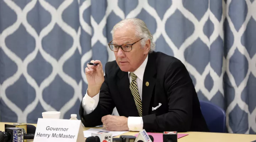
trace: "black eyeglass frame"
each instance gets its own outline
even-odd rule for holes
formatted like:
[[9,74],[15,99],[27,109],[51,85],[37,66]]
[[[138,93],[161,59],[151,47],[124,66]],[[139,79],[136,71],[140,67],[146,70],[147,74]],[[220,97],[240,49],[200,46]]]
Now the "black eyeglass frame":
[[[116,45],[116,44],[111,44],[110,43],[111,43],[111,42],[112,42],[113,41],[113,40],[111,40],[111,42],[110,42],[108,43],[108,47],[109,47],[110,49],[110,50],[111,50],[111,51],[114,51],[114,52],[117,52],[117,51],[118,51],[118,50],[119,50],[119,48],[121,48],[121,49],[122,49],[122,50],[123,50],[123,51],[124,51],[124,52],[130,52],[130,51],[132,51],[132,45],[133,45],[134,44],[136,43],[137,43],[137,42],[138,42],[139,41],[140,41],[141,40],[143,39],[143,38],[142,38],[141,39],[139,40],[138,40],[138,41],[137,41],[137,42],[134,42],[134,43],[133,43],[133,44],[123,44],[123,45]],[[118,50],[117,51],[114,51],[113,50],[111,49],[111,48],[110,48],[110,45],[114,45],[117,46],[118,47],[119,47],[119,48],[118,48]],[[124,51],[124,50],[123,50],[123,48],[122,47],[122,46],[123,46],[123,45],[130,45],[130,46],[131,46],[131,50],[130,50],[130,51]]]

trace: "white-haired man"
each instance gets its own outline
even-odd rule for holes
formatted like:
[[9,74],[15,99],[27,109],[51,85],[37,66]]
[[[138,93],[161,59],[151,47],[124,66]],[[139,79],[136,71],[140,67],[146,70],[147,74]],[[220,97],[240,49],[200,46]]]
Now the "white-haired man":
[[[86,127],[109,131],[208,131],[189,74],[177,59],[153,51],[142,20],[127,19],[111,32],[116,61],[85,69],[87,93],[79,114]],[[120,116],[112,114],[116,107]]]

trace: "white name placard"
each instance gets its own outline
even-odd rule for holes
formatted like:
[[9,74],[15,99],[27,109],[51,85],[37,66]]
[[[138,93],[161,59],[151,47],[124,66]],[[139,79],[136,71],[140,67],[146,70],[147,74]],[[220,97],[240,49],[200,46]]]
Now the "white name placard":
[[39,118],[34,142],[84,142],[81,120]]

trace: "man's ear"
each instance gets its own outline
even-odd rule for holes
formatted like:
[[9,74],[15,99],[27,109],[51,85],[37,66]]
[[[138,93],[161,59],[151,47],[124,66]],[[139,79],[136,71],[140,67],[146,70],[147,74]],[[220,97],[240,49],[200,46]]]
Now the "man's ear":
[[150,45],[151,44],[151,42],[150,42],[150,39],[149,39],[146,41],[146,44],[144,47],[144,51],[148,53],[150,49]]

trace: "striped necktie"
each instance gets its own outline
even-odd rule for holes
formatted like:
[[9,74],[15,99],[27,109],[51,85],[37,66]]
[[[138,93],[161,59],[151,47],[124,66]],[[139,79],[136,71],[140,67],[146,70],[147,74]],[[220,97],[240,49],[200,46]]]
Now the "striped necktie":
[[130,73],[130,74],[132,77],[132,81],[130,84],[130,89],[133,96],[133,98],[135,102],[139,115],[141,117],[142,116],[142,103],[140,100],[140,97],[137,87],[137,83],[136,83],[137,76],[132,72]]

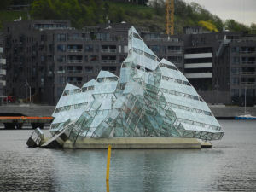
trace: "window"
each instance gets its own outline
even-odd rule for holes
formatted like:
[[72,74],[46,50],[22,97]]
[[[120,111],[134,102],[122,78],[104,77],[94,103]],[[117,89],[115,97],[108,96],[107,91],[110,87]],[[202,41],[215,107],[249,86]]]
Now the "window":
[[97,55],[91,55],[90,56],[90,61],[93,61],[93,62],[98,61],[98,56]]
[[231,83],[233,85],[238,85],[239,84],[239,78],[232,78]]
[[65,52],[66,51],[66,45],[65,44],[58,44],[57,45],[57,51],[58,52]]
[[232,58],[232,63],[233,64],[239,64],[239,62],[240,62],[240,58],[239,57],[235,56],[235,57]]
[[58,62],[66,62],[66,56],[61,55],[57,55],[57,61]]
[[57,34],[58,41],[66,41],[66,34]]
[[181,51],[180,46],[168,46],[169,51]]
[[84,46],[84,52],[93,52],[93,45],[87,44]]
[[88,62],[88,55],[84,55],[84,61]]
[[232,47],[231,52],[232,53],[239,53],[239,47]]
[[93,73],[93,67],[85,67],[85,73]]
[[63,76],[58,77],[58,83],[65,84],[65,77],[63,77]]
[[239,90],[237,90],[237,89],[232,89],[231,90],[231,96],[239,96]]
[[232,74],[239,74],[239,68],[238,67],[232,67],[231,68]]
[[153,50],[153,52],[157,52],[159,53],[160,50],[160,45],[151,45],[149,48]]

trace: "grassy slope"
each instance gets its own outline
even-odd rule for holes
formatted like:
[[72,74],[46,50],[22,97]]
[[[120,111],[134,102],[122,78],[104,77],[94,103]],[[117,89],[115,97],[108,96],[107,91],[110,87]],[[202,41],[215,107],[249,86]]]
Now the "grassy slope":
[[26,11],[0,11],[0,30],[3,28],[4,22],[13,21],[21,16],[22,20],[27,20]]
[[141,26],[148,26],[151,31],[164,31],[165,15],[157,15],[151,7],[126,3],[108,2],[110,7],[116,6],[125,11],[125,21]]

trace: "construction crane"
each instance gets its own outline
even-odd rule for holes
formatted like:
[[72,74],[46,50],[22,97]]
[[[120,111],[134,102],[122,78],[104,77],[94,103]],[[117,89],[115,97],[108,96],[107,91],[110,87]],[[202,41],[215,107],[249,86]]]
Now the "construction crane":
[[174,34],[174,0],[166,0],[166,34]]

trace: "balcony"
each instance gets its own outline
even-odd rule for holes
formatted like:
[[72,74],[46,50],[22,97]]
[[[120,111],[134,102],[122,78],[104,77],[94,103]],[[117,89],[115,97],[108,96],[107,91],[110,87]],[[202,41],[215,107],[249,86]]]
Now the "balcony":
[[102,63],[117,63],[115,60],[102,60]]
[[82,49],[67,49],[68,52],[72,52],[72,53],[77,53],[77,52],[82,52]]
[[116,49],[102,49],[102,53],[116,53]]
[[83,60],[67,60],[67,63],[81,63]]
[[64,74],[65,73],[65,70],[62,70],[62,71],[59,70],[59,71],[57,71],[57,73],[58,74]]
[[212,73],[185,73],[186,78],[212,78]]
[[241,72],[241,75],[255,75],[255,72]]
[[198,54],[185,54],[185,59],[196,59],[196,58],[209,58],[212,57],[212,53],[198,53]]
[[255,64],[256,61],[241,61],[241,64],[245,64],[245,65],[253,65]]
[[6,70],[5,69],[0,69],[0,75],[6,75]]
[[0,84],[2,84],[3,86],[6,86],[6,81],[5,80],[0,80]]
[[76,53],[76,52],[82,52],[82,50],[83,50],[83,45],[79,45],[79,44],[68,44],[67,45],[68,52]]
[[212,62],[205,62],[205,63],[186,63],[185,68],[212,68]]
[[6,59],[0,59],[0,64],[6,64]]

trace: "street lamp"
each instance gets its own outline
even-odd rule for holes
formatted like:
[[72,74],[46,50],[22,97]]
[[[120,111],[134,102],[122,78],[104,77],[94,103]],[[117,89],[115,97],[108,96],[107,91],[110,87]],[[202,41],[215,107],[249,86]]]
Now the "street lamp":
[[26,87],[29,87],[29,102],[31,103],[31,86],[29,85],[27,80],[25,84]]

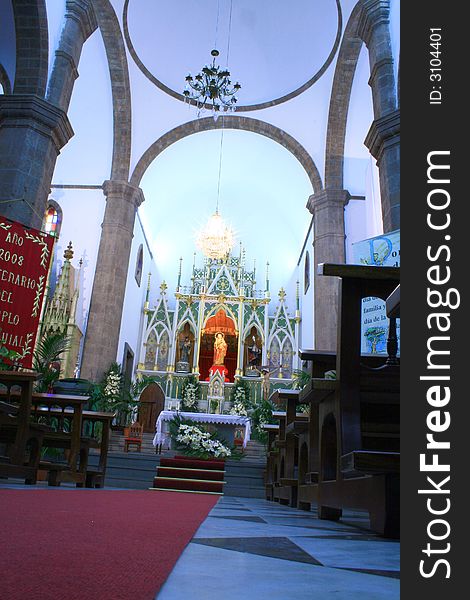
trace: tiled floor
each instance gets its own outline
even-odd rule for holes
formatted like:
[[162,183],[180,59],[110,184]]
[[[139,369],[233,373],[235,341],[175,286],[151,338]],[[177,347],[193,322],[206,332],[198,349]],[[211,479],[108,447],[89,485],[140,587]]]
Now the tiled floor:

::::

CONSIGNE: Recopie le passage qui va de la ligne contenant "trace: tiled floor" jusqu'à la fin de la liste, en remplaçant "outline" par "polygon" sans toucher au reste.

RÉPONSE RÉDIGÉE:
trace: tiled floor
each instance gets its own polygon
even-odd rule for holes
formatted like:
[[162,183],[180,59],[110,184]]
[[[139,369],[233,373],[235,341],[175,286],[151,338]],[[177,347],[193,322],[206,332],[198,349]],[[211,479],[108,447],[89,485],[140,587]]]
Now the tiled floor:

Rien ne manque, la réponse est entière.